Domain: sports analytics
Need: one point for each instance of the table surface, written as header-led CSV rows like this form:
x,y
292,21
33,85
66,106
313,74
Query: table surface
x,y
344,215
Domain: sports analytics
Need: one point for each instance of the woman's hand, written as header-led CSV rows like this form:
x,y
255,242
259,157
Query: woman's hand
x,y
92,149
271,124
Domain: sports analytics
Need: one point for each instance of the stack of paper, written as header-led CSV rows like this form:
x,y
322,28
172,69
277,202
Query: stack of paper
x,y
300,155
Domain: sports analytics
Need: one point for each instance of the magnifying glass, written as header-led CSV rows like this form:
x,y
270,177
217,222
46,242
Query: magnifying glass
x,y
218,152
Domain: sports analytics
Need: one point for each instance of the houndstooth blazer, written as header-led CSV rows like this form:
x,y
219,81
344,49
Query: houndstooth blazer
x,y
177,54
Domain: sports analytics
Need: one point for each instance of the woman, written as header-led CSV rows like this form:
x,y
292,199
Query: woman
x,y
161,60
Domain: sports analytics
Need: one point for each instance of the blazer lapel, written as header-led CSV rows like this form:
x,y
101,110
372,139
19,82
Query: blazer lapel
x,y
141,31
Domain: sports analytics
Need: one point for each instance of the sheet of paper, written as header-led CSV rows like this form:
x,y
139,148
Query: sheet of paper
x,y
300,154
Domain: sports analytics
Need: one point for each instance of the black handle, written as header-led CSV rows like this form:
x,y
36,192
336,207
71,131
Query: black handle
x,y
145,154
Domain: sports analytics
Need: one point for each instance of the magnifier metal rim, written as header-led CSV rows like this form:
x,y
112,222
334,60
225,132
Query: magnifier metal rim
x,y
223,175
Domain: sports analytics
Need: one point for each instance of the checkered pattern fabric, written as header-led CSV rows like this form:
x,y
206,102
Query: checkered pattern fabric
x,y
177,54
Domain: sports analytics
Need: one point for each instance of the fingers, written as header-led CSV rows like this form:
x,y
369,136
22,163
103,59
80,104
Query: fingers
• • • • •
AIM: Output the entries exactly.

ANSWER TO THIS PROBLEM:
Domain: sports analytics
Need: one point for each instance of the table surface, written as header-led CSV rows like this form:
x,y
292,21
33,85
66,106
313,74
Query: table surface
x,y
344,215
Domain: sports analytics
Need: one point for each instance of the woman's hand, written as header-led CSV rows like this form:
x,y
255,242
259,157
Query: woman's hand
x,y
92,149
271,124
Domain: sports analytics
Need: one point for each instance of the stack of paper, written as header-led CSV rows like this form:
x,y
322,28
172,69
277,202
Query: stack of paper
x,y
300,155
Domain: sports analytics
Need: one point for each instance of the magnifying glass, written as header-led CSV rows like this form:
x,y
270,177
217,222
46,242
Query: magnifying glass
x,y
218,152
Domain: sports analytics
Need: one point for each instance of the houndstooth blazer, written as header-led CSV rows like this form:
x,y
219,81
344,49
Query: houndstooth blazer
x,y
177,54
Domain: sports analytics
Need: one point for each instance of the woman, written as header-led CSV rows like this form:
x,y
292,199
Query: woman
x,y
161,60
Domain: sports analytics
Need: one point for each instance of the blazer lapel, written as header-led CSV rows like this form:
x,y
101,110
372,139
19,82
Query: blazer lapel
x,y
141,31
Domain: sports analytics
Need: one point for each instance of the sheet of paper, written as header-led CSV rows like this form:
x,y
139,148
Query: sheet of paper
x,y
300,154
Domain: sports analytics
Need: one point for each instance of the black handle, written as header-led CSV rows like this form:
x,y
36,192
336,207
71,131
Query: black handle
x,y
145,154
Domain: sports analytics
Need: one point for each instance of the magnifier metal rim, written as header-led CSV rows like this form:
x,y
112,222
334,60
225,132
Query: magnifier metal rim
x,y
223,175
Domain: sports analytics
Need: one point for each instance of the checkered pattern fabric, written as header-led CSV rows like this form:
x,y
206,102
Query: checkered pattern fabric
x,y
177,54
Domain: sports analytics
Need: one point for each instance of the fingers, written as header-led CSV rows like this form:
x,y
369,136
22,163
103,59
80,104
Query: fingers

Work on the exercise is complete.